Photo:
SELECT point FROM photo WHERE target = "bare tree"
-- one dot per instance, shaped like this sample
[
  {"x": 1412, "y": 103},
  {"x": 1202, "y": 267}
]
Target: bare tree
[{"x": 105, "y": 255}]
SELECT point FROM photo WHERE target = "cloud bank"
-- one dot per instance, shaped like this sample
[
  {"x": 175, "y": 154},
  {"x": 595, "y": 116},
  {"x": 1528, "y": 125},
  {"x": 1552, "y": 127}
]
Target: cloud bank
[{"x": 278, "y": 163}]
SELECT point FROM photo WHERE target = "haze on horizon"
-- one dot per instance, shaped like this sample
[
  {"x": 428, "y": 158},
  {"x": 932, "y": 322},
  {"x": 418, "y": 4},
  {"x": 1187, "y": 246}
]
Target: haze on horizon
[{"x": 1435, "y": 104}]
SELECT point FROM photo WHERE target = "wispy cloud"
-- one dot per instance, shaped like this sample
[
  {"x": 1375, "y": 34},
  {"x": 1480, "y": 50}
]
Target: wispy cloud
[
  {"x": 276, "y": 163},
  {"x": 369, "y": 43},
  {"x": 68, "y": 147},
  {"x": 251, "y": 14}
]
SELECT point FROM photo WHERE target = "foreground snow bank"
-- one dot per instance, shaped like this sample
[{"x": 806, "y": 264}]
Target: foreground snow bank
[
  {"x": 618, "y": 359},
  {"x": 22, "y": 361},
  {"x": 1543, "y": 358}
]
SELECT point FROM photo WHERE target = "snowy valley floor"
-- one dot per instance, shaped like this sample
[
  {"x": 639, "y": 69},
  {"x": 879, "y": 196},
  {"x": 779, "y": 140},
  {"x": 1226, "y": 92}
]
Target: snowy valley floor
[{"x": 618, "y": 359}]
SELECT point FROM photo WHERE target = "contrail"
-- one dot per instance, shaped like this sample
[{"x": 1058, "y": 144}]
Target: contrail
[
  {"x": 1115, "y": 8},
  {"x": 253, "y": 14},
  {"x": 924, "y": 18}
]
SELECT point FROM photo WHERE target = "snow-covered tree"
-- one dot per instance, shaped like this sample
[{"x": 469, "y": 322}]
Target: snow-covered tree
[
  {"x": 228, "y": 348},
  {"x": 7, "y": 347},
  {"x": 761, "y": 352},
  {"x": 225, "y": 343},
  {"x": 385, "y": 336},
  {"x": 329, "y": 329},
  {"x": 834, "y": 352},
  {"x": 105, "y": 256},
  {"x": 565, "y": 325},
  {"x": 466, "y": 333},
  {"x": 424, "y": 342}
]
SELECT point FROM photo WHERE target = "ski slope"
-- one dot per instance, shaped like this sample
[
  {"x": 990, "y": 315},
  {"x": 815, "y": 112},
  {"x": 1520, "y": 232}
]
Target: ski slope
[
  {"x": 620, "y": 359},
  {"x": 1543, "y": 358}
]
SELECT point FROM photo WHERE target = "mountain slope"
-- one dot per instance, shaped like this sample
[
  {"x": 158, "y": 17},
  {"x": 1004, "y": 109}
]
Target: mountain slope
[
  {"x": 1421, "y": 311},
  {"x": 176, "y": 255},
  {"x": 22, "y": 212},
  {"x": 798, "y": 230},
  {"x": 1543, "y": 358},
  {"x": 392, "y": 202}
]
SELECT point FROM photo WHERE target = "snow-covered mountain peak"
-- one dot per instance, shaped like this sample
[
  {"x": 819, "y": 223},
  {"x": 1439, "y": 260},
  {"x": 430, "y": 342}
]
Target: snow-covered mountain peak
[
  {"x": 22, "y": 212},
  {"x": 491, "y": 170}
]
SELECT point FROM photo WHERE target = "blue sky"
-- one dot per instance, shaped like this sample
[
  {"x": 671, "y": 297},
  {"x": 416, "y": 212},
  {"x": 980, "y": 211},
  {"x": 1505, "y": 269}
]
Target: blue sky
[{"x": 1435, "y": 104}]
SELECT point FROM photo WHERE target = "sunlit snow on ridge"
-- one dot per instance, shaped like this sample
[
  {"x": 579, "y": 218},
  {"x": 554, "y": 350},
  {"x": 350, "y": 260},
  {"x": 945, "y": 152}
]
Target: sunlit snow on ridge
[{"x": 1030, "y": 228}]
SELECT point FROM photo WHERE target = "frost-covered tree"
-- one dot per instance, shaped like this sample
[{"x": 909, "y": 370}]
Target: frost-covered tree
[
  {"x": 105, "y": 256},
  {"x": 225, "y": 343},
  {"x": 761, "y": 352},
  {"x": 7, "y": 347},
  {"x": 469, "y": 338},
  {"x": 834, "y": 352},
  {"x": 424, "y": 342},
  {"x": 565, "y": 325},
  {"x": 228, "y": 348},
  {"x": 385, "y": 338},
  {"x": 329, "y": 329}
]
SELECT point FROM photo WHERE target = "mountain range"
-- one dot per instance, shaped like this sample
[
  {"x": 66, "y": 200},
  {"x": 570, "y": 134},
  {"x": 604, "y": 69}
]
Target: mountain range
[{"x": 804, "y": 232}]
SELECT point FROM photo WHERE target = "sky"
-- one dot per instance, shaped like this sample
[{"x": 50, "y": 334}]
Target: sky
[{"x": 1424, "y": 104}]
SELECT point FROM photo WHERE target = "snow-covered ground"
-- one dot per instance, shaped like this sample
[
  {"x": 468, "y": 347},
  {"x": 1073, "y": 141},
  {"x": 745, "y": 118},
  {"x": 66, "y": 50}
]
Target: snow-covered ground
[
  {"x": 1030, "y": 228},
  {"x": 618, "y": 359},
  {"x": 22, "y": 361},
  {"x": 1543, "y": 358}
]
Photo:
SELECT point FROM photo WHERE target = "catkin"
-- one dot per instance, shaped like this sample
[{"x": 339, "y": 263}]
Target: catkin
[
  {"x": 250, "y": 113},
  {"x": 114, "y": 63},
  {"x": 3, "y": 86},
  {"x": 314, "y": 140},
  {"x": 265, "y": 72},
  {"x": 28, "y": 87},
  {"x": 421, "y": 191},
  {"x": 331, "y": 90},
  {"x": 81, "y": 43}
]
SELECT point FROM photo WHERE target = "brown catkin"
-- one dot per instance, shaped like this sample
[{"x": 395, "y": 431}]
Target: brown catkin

→ **What you should do**
Provide only the count of lines in the records above that hold the word "brown".

→ **Result below**
2